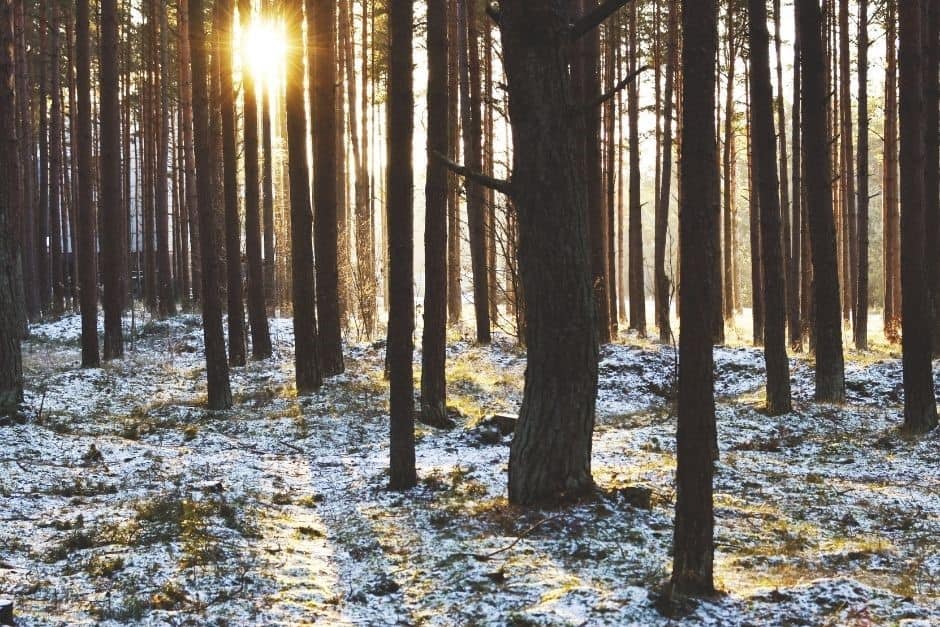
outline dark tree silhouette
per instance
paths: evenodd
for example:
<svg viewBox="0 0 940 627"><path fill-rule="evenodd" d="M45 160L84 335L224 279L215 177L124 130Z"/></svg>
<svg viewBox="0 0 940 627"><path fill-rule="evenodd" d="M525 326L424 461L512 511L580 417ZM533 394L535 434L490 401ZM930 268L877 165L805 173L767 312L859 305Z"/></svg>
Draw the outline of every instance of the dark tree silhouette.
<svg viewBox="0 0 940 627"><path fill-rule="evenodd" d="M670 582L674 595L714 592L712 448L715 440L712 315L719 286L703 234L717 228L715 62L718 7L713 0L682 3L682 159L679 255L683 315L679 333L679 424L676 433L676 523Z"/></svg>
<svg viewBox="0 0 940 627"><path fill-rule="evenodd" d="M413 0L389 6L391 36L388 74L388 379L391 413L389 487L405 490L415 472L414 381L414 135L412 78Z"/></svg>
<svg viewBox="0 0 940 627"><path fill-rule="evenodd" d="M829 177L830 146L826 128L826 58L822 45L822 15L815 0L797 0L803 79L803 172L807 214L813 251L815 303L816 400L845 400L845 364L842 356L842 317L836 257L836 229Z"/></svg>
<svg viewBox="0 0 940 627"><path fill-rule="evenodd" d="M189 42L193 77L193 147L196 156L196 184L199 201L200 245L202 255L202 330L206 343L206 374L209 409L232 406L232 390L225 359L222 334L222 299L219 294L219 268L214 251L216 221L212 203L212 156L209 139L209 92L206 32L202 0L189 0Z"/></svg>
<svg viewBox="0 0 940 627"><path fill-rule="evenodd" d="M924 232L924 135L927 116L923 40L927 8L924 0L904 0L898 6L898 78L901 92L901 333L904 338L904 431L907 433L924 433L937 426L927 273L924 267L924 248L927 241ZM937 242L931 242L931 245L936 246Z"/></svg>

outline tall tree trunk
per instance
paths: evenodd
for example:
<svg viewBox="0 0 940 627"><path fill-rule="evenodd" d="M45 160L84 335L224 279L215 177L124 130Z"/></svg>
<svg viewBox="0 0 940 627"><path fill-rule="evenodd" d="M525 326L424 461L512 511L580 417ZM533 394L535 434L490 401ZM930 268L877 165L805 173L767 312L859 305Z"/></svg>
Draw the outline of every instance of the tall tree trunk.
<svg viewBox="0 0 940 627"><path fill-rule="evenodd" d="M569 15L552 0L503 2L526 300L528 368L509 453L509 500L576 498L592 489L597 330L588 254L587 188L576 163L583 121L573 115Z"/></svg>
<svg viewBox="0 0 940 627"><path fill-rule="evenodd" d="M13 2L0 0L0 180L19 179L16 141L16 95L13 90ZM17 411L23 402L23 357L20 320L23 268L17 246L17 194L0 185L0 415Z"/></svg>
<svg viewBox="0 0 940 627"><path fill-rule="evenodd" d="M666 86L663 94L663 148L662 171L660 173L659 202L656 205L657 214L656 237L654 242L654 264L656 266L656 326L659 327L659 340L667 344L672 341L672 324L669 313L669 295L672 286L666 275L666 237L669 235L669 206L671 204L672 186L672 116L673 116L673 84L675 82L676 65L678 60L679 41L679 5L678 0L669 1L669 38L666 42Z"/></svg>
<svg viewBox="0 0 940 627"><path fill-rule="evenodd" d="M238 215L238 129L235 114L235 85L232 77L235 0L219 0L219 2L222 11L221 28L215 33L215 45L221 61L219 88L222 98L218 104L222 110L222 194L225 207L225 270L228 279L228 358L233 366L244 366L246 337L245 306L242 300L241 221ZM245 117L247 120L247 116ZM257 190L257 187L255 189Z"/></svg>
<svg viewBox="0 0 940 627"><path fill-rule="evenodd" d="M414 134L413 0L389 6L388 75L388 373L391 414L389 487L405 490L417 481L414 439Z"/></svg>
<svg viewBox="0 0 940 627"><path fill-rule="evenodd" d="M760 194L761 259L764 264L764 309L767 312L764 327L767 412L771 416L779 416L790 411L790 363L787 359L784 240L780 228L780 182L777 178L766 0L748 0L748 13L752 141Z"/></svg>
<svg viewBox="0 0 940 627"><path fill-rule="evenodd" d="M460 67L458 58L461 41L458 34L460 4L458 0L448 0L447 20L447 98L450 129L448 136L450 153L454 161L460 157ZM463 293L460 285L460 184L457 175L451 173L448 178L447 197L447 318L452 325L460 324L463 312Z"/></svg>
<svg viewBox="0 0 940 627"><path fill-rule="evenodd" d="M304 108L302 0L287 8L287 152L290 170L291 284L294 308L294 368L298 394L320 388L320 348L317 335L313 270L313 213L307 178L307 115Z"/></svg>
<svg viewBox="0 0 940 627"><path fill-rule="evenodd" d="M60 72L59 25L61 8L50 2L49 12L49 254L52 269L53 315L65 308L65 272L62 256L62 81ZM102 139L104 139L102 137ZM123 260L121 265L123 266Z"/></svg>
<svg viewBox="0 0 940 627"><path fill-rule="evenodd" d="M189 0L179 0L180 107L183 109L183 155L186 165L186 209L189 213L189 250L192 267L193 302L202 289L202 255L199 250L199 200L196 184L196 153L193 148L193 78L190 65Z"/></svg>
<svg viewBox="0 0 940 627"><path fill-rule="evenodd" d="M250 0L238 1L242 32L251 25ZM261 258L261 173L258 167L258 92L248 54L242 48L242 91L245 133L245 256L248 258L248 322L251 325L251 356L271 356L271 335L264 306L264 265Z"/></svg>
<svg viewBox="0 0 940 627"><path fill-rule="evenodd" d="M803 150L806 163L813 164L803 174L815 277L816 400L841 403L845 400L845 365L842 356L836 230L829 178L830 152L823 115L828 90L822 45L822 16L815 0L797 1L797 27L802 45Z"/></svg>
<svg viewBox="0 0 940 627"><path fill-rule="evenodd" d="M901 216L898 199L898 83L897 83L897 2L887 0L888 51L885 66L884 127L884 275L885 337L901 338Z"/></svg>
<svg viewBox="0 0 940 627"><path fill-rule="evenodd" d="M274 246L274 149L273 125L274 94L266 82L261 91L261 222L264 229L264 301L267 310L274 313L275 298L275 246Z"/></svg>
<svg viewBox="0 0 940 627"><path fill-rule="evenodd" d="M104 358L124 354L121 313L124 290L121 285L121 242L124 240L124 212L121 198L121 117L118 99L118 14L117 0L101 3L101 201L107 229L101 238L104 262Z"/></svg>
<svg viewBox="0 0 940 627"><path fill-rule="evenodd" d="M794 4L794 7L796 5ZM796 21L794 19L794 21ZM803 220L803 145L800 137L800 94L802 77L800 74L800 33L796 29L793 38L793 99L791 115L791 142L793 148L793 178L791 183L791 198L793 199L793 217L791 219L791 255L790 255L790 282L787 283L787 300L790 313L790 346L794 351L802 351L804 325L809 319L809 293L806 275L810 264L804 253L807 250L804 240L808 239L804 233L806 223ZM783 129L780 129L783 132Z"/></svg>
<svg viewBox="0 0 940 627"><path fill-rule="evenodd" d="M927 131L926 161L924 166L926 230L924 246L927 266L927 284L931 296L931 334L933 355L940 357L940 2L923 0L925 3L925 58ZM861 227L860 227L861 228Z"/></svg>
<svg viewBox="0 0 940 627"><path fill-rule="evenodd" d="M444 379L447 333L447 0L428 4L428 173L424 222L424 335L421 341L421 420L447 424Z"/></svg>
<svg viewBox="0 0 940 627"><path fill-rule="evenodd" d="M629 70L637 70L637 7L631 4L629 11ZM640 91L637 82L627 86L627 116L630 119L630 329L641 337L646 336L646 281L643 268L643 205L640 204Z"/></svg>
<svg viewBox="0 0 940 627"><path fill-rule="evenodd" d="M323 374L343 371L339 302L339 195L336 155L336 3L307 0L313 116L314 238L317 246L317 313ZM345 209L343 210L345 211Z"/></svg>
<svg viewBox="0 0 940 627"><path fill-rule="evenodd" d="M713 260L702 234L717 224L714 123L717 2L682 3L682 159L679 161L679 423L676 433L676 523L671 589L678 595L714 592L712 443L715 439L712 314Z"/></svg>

- Direction -
Can you transcribe the items verbatim, starting at their beginning and ending with the line that contains "42L193 77L193 147L196", that line included, while leaving the pictures out?

- Response -
outline dark tree silhouette
per instance
paths: evenodd
for example:
<svg viewBox="0 0 940 627"><path fill-rule="evenodd" d="M45 160L84 335L224 279L215 177L124 130Z"/></svg>
<svg viewBox="0 0 940 627"><path fill-rule="evenodd" d="M525 326L424 461L512 511L580 417ZM533 394L535 434L490 401ZM930 268L877 165L805 173L767 312L859 305Z"/></svg>
Draw the outline of every instance of the dark tree silhouette.
<svg viewBox="0 0 940 627"><path fill-rule="evenodd" d="M670 582L674 595L714 592L712 448L715 440L712 315L719 286L703 234L717 228L715 62L718 7L713 0L682 3L682 159L679 255L683 315L679 333L679 424L676 433L676 523Z"/></svg>
<svg viewBox="0 0 940 627"><path fill-rule="evenodd" d="M413 0L389 6L391 36L388 74L388 379L391 413L389 487L405 490L415 472L414 381L414 135L412 78Z"/></svg>
<svg viewBox="0 0 940 627"><path fill-rule="evenodd" d="M829 177L830 146L826 128L826 58L822 45L822 15L815 0L797 0L803 79L803 172L807 214L813 251L815 303L816 400L845 400L845 364L842 356L842 317L836 257L836 229Z"/></svg>
<svg viewBox="0 0 940 627"><path fill-rule="evenodd" d="M189 42L193 77L193 147L196 156L196 184L199 201L200 245L202 255L202 330L206 343L206 374L209 409L232 406L232 390L225 359L222 334L222 299L219 294L219 268L214 251L216 221L212 203L212 156L209 139L209 92L206 32L202 0L189 0Z"/></svg>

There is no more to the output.